Par Moktar Lamari, Ph. D.
Six types de reproches sont aujourd’hui exprimés et de manière constructive pour amener la BCT à se défaire de son «orthodoxie monétariste» et à repenser sa politique monétaire, pour la rendre plus efficace, plus transparente et mieux arrimée aux contingences du pays.
Regardons ensemble les raisons de la colère manifestée à l’égard de la politique monétaire menée par la BCT… On fera référence à plusieurs rapports et opérateurs concernés.
Confusion entre indépendance et souveraineté
Depuis que la Loi sur la BCT a été votée en 2016, les politiques monétaires ont pris une tangente monétariste totalement désarticulée des politiques budgétaires.
En s’émancipant de la tutelle gouvernementale, la BCT s’est placée de facto sous le parapluie des institutions du Breton Wood, à savoir le Fonds monétaire international (FMI) et la Banque mondiale (BM). Depuis 2016, la BCT s’est progressivement distancée des soucis gouvernementaux et a tourné le dos à des besoins de financement criants. Les liens de concertation et les arrimages requis entre politiques fiscales et politiques monétaires se sont relâchés.
En se dotant de l’indépendance décisionnelle face au gouvernement tunisien, la BCT donne l’impression, qu’elle a «changé d’équipe», en abandonnant sa vocation d’institution souveraine, mais solidaire du gouvernement et de l’intérêt public. Plus que jamais avant, la BCT fait allégeance aux diktats des bailleurs de fonds internationaux. Une telle attitude est motivée par l’accès aux crédits internationaux. Une telle approche incarne des amalgames qui ont lourdement endommagé l’aura de la BCT et érodé sa crédibilité au sein de l’État et surtout dans l’opinion publique.
Taux d’intérêt directeur, une panacée de la BCT!
La politique monétaire menée ces 3 dernières années s’est polarisée autour du taux d’intérêt directeur (TID), considéré comme solution à tous les problèmes. Le TID a été augmenté plusieurs fois, passant de 4,5% à 7,75%.
De telles décisions ont fait flamber les taux d’intérêt bancaire pour les opérateurs économiques, avec des niveaux variant entre 10 et 15%. Ces décisions ont fait fondre la capacité à investir des PME, insécurisé les industriels du tourisme, de l’agroalimentaire et des régions déshéritées.
L’investissement productif est passé de 23% du PIB à moins de 8% en l’espace de quelques années.
Toutes ces augmentations du TID ont été décidées sans évaluation d’impacts, ex ante ou ex post… La capacité analytique des impacts factuels (et contrefactuels) est plutôt limitée au strict minimum.

# [DONNÉES FOURNIES]

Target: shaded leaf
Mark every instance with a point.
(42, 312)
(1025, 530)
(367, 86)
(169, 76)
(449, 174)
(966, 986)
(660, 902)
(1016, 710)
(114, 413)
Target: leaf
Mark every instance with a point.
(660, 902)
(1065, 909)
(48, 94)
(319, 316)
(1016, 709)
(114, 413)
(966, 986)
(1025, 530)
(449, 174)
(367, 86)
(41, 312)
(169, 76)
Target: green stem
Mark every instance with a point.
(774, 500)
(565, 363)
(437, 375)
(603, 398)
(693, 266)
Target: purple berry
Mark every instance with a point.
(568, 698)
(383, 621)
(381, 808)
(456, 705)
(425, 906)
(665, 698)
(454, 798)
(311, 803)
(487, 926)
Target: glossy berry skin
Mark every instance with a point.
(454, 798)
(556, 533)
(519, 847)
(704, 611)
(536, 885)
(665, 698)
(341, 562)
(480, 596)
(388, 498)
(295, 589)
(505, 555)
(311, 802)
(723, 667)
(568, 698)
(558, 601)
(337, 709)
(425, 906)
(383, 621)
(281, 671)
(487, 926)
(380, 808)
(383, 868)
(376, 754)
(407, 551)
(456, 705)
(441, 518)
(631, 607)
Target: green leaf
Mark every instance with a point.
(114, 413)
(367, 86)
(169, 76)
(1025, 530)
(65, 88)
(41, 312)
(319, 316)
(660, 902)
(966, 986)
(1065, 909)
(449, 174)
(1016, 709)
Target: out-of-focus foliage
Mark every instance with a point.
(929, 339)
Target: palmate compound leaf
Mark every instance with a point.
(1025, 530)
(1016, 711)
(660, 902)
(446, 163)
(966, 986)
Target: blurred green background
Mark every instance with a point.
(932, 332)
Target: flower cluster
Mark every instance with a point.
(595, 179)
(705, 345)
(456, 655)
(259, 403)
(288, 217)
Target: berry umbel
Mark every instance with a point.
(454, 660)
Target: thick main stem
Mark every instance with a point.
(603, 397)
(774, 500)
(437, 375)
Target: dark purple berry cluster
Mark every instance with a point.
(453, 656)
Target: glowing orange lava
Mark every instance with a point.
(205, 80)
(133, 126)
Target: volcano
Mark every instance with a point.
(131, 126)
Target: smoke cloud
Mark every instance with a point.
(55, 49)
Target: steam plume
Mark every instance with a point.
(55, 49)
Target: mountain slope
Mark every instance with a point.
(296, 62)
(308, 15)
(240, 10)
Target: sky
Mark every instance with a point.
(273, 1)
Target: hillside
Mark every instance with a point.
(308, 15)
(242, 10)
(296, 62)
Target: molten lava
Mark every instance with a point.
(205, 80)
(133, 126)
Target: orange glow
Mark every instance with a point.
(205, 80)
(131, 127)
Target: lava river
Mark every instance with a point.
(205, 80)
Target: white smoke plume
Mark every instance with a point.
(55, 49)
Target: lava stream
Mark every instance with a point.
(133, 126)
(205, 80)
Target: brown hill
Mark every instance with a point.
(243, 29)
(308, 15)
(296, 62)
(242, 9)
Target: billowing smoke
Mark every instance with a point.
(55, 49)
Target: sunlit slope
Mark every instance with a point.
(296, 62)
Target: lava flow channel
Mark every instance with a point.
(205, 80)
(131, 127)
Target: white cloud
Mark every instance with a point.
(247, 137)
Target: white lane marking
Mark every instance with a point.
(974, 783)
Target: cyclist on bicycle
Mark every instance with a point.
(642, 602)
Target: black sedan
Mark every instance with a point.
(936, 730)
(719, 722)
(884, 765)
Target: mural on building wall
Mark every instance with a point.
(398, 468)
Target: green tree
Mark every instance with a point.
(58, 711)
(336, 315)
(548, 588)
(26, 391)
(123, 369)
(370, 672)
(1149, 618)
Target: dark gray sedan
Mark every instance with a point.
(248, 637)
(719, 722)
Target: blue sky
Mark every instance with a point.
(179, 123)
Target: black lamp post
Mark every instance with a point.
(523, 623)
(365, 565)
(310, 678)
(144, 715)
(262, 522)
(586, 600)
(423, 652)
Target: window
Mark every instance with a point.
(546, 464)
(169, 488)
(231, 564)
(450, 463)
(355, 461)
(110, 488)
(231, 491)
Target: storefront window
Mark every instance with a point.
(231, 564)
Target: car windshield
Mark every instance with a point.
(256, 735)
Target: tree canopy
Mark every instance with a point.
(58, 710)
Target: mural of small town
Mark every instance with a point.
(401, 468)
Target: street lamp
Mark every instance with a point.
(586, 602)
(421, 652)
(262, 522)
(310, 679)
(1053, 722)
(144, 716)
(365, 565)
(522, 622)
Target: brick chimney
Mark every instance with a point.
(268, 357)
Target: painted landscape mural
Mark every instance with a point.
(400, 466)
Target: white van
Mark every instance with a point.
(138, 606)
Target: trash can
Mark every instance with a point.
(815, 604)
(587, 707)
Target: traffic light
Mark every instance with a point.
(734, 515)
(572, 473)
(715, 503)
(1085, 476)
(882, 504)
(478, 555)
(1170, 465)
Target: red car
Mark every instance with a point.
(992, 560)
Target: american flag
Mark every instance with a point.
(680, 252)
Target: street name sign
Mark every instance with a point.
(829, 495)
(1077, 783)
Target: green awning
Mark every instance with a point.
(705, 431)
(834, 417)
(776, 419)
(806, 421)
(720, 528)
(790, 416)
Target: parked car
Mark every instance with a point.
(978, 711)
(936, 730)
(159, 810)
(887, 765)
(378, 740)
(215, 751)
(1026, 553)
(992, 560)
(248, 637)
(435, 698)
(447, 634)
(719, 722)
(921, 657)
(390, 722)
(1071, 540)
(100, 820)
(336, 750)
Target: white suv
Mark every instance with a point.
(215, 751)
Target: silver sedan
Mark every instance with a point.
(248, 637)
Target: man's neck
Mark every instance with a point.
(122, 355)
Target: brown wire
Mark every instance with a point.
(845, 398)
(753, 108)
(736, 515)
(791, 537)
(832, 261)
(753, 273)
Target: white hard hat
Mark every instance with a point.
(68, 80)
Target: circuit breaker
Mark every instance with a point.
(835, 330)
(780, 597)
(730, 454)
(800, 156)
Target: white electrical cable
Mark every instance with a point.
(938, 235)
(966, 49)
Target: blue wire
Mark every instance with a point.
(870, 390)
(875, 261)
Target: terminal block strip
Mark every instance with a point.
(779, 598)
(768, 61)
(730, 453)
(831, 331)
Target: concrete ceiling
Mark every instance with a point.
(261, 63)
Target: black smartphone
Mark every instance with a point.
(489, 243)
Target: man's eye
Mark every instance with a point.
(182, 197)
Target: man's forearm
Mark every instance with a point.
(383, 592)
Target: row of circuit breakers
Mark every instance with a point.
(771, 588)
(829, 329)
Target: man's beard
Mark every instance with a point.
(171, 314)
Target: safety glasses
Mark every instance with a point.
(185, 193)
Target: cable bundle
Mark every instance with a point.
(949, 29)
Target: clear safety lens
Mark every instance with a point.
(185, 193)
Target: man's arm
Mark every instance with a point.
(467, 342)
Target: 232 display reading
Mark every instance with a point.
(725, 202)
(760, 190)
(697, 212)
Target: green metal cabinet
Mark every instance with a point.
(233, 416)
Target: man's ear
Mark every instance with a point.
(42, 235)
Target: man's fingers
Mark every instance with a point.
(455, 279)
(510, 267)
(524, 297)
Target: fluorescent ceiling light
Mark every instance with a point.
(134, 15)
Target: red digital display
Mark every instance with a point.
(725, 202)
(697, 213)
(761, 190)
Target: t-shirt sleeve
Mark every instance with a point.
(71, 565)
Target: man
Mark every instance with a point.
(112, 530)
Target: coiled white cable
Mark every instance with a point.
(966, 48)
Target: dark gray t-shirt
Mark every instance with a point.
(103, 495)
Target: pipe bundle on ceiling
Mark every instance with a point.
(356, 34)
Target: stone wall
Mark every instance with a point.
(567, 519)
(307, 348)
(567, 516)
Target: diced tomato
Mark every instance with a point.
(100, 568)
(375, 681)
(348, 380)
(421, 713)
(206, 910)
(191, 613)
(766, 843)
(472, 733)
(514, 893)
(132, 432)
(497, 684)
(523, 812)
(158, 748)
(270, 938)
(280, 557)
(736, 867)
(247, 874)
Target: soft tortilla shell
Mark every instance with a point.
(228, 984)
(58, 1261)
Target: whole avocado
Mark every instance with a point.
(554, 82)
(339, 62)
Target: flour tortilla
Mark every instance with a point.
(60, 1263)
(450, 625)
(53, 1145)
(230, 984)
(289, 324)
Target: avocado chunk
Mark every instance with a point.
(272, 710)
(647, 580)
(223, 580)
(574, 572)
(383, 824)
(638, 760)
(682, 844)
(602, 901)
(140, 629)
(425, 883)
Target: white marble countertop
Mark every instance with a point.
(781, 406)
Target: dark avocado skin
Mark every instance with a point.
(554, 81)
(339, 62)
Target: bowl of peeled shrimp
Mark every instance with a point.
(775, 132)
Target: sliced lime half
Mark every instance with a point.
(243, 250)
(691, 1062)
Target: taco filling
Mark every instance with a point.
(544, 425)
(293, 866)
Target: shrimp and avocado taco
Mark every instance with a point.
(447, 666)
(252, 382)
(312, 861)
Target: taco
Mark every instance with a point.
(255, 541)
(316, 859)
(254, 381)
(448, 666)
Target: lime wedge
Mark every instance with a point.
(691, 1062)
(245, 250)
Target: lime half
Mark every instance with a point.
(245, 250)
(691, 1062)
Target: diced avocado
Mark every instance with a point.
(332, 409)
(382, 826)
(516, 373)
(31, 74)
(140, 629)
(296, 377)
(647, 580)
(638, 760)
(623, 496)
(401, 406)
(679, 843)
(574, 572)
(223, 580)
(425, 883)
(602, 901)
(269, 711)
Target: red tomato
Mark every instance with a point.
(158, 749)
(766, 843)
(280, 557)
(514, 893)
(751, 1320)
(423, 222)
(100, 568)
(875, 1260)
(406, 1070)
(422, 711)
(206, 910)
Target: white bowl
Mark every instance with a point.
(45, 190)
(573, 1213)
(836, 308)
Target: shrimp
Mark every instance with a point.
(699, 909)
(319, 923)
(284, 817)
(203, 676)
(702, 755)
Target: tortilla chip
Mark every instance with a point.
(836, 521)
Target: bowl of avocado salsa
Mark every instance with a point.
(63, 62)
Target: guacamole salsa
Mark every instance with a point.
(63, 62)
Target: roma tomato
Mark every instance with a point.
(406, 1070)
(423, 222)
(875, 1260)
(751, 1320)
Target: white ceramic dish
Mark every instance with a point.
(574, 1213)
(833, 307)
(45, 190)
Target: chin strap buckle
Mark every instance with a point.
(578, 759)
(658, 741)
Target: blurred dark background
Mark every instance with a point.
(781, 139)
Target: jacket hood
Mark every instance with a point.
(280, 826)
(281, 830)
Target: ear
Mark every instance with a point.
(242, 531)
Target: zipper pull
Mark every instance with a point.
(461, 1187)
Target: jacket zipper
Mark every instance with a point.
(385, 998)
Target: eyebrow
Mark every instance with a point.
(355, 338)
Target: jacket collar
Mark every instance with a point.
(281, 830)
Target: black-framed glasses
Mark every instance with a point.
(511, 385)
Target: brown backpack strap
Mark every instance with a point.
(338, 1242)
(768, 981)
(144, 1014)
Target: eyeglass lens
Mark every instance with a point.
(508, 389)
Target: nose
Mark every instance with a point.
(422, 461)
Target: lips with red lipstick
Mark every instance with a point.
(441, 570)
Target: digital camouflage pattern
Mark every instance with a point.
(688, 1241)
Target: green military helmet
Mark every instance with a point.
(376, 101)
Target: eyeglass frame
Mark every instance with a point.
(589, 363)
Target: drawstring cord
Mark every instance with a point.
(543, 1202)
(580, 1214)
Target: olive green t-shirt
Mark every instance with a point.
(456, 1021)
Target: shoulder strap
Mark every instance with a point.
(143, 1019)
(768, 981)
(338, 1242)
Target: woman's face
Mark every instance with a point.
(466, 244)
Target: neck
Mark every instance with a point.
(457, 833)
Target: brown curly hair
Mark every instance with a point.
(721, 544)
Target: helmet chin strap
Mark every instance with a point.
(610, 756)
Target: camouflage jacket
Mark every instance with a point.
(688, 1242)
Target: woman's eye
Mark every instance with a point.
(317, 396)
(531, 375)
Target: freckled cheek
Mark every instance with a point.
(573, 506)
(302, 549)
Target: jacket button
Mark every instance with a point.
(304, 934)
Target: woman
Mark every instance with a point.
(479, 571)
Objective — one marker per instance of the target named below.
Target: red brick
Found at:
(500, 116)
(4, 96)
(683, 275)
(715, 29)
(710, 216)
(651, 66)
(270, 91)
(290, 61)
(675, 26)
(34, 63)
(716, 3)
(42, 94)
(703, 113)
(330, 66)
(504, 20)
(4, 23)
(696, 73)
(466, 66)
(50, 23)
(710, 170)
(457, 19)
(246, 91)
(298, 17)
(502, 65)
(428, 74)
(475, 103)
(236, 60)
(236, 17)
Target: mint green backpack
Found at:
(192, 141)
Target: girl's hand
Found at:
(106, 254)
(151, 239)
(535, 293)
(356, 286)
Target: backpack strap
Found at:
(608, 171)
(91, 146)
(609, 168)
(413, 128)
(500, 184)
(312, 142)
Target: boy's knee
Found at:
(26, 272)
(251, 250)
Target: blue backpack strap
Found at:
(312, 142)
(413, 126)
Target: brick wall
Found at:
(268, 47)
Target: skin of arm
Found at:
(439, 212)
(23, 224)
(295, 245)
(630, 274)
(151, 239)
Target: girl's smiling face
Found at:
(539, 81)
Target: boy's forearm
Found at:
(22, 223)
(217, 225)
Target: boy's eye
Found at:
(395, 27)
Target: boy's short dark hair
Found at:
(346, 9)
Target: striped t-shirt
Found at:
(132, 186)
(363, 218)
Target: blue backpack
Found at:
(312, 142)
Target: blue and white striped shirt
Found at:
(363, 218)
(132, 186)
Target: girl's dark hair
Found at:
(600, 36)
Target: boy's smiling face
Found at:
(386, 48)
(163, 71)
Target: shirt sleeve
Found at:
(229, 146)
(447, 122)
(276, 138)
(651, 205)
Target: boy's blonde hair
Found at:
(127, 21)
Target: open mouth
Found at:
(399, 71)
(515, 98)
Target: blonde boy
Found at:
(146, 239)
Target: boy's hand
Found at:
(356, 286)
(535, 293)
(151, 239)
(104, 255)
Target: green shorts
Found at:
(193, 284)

# [CONSIGNE]
Recopiez le passage de l'extrait sur la politique monétaire allant de « Six types de » à « des politiques budgétaires. », en changeant « BCT » en « Banque centrale de Tunisie ».

# [RÉPONSE]
Six types de reproches sont aujourd’hui exprimés et de manière constructive pour amener la Banque centrale de Tunisie à se défaire de son «orthodoxie monétariste» et à repenser sa politique monétaire, pour la rendre plus efficace, plus transparente et mieux arrimée aux contingences du pays.
Regardons ensemble les raisons de la colère manifestée à l’égard de la politique monétaire menée par la Banque centrale de Tunisie… On fera référence à plusieurs rapports et opérateurs concernés.
Confusion entre indépendance et souveraineté
Depuis que la Loi sur la Banque centrale de Tunisie a été votée en 2016, les politiques monétaires ont pris une tangente monétariste totalement désarticulée des politiques budgétaires.